*** RECORDS FOR PROCESSING
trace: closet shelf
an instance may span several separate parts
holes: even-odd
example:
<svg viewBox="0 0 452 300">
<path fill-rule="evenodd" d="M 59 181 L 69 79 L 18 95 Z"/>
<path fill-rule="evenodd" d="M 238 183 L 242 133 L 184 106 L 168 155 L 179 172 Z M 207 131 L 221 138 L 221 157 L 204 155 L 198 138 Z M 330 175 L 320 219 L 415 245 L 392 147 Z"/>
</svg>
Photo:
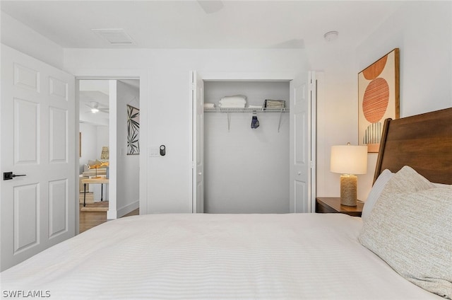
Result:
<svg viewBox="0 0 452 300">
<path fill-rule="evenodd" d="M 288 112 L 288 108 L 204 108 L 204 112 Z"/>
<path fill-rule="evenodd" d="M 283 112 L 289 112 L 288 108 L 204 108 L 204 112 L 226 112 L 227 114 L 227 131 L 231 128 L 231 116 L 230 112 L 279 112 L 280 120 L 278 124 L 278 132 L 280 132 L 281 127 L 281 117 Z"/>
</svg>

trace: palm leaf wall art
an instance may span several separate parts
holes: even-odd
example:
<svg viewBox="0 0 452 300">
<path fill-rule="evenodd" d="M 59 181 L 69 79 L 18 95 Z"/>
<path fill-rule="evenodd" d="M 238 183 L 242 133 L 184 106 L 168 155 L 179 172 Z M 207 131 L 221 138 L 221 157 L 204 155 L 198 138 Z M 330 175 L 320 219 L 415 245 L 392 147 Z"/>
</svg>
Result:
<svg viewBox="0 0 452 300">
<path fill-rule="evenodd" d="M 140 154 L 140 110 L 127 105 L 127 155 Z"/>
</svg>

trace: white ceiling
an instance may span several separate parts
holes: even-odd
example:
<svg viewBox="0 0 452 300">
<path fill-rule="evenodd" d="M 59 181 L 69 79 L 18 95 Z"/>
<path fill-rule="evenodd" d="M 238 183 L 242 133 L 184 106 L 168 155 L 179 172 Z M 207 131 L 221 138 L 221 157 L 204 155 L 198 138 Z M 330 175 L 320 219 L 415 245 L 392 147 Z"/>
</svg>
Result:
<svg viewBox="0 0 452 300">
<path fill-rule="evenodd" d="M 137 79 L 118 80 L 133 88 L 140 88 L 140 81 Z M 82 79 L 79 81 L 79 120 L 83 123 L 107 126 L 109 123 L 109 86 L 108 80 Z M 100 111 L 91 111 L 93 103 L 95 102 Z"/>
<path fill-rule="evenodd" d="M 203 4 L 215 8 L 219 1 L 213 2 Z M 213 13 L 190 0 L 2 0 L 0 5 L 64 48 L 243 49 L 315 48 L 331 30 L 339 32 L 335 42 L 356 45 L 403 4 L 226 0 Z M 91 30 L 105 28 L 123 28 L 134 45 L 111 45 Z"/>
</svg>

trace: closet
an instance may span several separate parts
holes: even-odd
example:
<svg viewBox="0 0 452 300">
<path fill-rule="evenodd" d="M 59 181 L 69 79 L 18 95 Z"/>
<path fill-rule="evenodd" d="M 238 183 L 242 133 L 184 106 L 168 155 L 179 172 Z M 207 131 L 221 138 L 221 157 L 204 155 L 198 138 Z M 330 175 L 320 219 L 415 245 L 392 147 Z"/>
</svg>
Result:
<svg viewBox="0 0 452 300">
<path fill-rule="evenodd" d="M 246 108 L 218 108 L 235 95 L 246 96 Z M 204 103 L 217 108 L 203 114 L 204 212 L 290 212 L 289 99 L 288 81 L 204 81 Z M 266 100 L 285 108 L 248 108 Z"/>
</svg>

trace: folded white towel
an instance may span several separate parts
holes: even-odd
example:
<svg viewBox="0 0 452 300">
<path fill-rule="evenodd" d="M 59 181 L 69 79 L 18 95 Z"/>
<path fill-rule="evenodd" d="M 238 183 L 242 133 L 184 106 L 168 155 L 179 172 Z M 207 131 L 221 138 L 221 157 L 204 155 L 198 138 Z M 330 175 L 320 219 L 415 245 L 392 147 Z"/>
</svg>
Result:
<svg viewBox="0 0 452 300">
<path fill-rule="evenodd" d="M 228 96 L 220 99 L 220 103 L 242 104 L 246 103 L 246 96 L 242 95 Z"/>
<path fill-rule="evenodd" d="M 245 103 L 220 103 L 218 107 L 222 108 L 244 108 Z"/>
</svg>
******
*** RECORDS FOR PROCESSING
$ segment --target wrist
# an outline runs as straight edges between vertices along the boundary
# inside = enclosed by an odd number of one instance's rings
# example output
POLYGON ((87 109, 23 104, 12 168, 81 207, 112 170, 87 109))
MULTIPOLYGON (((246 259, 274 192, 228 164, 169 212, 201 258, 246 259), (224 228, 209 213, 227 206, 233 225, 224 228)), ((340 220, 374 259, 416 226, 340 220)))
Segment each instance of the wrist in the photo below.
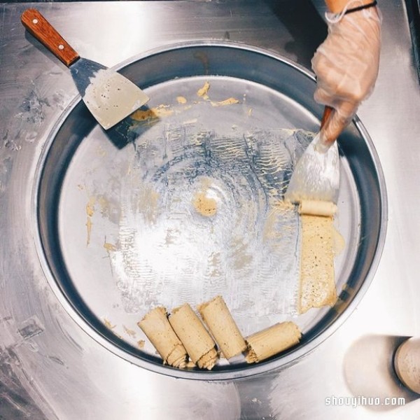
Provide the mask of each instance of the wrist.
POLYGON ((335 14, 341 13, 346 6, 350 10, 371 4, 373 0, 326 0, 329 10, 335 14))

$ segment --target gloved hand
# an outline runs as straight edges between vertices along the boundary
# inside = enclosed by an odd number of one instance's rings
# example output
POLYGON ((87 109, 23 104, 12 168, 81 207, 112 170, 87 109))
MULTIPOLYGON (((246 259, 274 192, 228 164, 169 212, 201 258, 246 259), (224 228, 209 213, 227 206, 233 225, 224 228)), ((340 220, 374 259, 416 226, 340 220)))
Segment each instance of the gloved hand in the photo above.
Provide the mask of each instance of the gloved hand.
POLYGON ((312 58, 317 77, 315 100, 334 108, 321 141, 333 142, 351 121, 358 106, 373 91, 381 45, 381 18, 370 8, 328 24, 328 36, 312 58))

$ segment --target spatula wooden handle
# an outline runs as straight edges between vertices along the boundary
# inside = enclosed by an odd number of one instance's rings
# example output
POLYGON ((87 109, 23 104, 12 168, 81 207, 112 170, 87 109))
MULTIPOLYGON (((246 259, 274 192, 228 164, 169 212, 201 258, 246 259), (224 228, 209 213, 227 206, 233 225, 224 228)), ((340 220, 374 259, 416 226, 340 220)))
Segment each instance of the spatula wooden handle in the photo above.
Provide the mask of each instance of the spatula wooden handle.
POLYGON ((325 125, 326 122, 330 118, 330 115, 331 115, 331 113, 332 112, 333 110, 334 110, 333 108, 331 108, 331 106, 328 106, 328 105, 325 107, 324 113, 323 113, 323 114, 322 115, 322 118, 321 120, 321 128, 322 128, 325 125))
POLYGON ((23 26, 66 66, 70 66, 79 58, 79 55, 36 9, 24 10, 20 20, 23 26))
******
TASK STATEMENT: Which lines in the data above contain the string "wooden", matching case exactly? Select and copy each one.

FINAL ANSWER:
$ segment --target spatula wooden handle
Segment each instance of the spatula wooden handle in the photo above.
Provide the mask of each instance of the spatula wooden handle.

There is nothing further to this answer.